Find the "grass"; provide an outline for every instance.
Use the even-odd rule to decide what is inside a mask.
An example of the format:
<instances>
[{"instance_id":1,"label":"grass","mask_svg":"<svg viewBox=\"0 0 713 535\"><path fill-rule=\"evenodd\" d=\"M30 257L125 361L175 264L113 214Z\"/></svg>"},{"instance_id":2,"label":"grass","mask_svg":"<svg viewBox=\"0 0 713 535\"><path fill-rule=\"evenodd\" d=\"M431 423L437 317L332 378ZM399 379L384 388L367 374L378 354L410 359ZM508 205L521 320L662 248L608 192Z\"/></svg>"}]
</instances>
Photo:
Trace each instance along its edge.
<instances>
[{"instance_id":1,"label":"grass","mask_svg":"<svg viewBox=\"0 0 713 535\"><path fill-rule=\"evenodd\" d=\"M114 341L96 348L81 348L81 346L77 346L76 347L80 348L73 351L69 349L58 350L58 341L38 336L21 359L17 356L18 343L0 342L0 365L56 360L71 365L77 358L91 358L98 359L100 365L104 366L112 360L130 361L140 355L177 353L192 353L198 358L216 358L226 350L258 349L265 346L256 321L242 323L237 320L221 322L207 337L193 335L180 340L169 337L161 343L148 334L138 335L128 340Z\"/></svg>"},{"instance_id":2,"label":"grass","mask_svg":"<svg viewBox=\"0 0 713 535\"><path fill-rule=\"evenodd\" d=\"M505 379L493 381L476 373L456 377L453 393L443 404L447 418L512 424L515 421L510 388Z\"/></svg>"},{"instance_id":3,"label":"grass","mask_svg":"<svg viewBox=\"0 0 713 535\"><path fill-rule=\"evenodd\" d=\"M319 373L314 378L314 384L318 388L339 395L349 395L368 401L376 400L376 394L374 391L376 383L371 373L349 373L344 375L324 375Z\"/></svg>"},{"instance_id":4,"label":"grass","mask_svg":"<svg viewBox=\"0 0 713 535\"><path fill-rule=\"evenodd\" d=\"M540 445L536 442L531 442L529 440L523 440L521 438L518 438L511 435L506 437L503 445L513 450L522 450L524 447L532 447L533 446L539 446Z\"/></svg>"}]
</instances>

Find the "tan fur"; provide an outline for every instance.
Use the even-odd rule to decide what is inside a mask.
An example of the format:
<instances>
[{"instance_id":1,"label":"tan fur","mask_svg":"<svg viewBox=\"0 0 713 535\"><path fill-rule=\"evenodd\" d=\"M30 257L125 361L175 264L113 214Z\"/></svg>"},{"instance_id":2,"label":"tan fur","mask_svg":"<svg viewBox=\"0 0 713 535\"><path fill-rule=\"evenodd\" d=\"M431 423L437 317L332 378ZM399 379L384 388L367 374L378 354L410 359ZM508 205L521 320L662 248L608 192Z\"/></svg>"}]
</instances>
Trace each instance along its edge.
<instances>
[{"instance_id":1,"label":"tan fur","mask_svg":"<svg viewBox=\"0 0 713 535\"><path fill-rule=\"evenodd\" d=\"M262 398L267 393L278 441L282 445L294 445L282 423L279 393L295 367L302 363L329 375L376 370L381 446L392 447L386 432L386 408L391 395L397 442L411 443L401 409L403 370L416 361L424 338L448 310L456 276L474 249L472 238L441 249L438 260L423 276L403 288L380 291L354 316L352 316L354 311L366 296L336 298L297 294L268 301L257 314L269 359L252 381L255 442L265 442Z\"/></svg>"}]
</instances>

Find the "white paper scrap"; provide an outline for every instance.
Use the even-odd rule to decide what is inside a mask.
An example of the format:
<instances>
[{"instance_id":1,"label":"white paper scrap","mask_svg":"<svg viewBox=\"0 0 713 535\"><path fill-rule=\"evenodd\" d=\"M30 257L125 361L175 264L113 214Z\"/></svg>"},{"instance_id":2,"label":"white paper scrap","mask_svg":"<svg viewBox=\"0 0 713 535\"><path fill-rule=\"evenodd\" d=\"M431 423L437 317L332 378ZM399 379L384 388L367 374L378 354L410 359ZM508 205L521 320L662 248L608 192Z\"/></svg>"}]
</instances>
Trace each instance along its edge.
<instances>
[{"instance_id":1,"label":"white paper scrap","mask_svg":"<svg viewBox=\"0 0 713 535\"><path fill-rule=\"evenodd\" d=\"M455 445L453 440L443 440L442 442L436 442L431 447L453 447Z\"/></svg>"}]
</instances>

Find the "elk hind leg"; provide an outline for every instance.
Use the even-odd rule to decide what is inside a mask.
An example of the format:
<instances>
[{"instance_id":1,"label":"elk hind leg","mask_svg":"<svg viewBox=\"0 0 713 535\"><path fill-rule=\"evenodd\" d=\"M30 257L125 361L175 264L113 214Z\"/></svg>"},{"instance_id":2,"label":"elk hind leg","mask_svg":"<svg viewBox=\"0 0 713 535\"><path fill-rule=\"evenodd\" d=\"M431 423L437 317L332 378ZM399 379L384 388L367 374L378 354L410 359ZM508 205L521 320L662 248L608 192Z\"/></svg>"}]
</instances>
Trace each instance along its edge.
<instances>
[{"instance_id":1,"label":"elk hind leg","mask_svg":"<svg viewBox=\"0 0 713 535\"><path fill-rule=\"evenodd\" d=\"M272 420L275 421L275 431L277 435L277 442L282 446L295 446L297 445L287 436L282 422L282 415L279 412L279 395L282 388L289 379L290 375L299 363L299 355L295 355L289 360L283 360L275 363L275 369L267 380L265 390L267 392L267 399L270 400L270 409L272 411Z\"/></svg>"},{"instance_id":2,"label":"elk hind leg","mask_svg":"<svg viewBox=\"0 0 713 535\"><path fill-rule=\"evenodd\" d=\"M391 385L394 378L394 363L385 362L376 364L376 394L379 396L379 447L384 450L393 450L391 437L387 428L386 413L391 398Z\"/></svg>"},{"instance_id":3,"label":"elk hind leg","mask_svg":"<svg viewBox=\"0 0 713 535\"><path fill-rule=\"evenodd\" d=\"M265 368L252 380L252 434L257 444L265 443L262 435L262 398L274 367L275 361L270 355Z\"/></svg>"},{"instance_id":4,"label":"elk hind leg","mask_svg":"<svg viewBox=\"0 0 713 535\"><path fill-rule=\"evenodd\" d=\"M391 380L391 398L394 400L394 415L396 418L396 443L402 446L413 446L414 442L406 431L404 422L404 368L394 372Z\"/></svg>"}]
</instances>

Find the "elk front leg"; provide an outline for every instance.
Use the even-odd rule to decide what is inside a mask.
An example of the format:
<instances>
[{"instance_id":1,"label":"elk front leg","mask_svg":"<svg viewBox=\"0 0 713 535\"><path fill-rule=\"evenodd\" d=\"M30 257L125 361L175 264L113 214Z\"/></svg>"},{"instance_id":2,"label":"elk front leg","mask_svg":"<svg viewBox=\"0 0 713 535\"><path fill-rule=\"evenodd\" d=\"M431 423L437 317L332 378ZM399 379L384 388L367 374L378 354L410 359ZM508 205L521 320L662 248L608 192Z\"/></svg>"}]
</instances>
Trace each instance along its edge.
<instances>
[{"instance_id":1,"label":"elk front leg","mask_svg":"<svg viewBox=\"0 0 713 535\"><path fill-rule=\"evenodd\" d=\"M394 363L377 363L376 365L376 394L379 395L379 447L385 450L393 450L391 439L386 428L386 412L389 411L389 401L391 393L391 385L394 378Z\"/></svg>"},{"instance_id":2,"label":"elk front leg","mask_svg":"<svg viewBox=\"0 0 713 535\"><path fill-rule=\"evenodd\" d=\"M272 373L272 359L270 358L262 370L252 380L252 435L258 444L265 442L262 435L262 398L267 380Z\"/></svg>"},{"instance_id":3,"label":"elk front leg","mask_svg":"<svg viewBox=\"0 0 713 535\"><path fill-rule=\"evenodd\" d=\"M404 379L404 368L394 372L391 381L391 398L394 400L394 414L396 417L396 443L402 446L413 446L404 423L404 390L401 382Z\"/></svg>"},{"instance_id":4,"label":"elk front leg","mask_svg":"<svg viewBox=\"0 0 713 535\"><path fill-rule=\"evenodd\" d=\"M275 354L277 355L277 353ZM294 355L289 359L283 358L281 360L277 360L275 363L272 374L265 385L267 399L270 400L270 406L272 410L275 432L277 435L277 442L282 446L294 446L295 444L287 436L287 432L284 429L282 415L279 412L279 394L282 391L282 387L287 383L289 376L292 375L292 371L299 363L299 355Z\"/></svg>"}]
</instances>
━━━━━━━━━━
_Short task_
Locate each line in the records above that contains the string "paper", and copy every such line in full.

_Exercise response_
Find the "white paper scrap"; provide an outline for every instance.
[{"instance_id":1,"label":"white paper scrap","mask_svg":"<svg viewBox=\"0 0 713 535\"><path fill-rule=\"evenodd\" d=\"M30 257L125 361L175 264L113 214Z\"/></svg>"},{"instance_id":2,"label":"white paper scrap","mask_svg":"<svg viewBox=\"0 0 713 535\"><path fill-rule=\"evenodd\" d=\"M431 423L437 317L332 378ZM399 379L384 388L367 374L378 354L410 359ZM508 205L521 320L662 248L608 192Z\"/></svg>"}]
[{"instance_id":1,"label":"white paper scrap","mask_svg":"<svg viewBox=\"0 0 713 535\"><path fill-rule=\"evenodd\" d=\"M455 445L453 440L443 440L442 442L436 442L431 447L453 447Z\"/></svg>"}]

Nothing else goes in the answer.